#### [Exercise]
The required lines are those that contain "trace"; pull them out of the data and copy them.

[Stored items]
##########

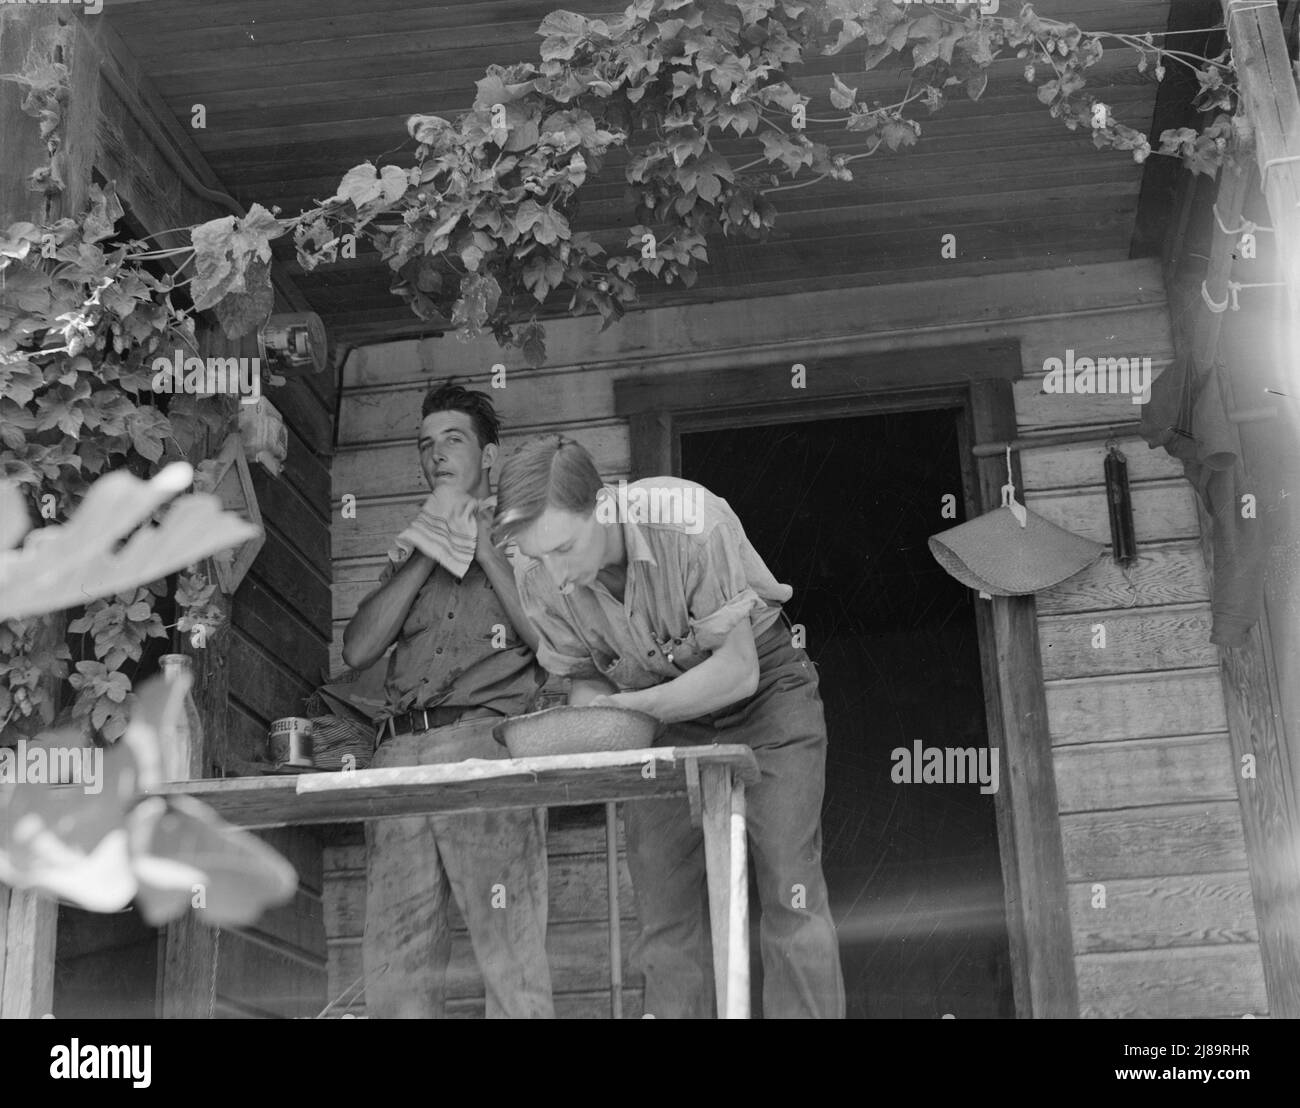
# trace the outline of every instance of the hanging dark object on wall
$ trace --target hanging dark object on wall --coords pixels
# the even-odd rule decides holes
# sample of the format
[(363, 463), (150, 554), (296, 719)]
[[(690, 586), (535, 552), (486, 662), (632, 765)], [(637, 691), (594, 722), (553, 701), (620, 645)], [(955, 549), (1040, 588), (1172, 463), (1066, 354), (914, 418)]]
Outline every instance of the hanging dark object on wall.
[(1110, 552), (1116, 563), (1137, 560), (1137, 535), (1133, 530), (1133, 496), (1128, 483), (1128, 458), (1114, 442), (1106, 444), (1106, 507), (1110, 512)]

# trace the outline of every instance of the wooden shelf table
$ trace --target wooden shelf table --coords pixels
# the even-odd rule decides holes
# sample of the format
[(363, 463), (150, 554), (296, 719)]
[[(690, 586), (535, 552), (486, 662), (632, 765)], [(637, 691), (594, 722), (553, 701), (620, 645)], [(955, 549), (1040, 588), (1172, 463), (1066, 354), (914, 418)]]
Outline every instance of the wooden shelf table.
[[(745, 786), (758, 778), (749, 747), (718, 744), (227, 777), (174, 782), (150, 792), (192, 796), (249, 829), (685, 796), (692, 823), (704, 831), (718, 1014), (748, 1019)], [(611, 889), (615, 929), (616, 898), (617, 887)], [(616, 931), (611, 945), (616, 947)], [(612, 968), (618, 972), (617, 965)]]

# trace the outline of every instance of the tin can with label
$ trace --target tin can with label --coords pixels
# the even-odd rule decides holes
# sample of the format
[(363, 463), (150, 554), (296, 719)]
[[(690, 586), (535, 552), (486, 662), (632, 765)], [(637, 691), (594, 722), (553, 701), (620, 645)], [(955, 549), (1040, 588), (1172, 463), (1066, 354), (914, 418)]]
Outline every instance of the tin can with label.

##########

#### [Worked solution]
# trace the outline of every instance of the hanging dark object on wall
$ trace --target hanging dark object on wall --coords pixels
# trace the outline of every instance of the wooden shelf table
$ trace --target wooden shelf table --coords pixels
# trace the outline of every instance of the tin can with label
$ trace --target tin can with label --coords pixels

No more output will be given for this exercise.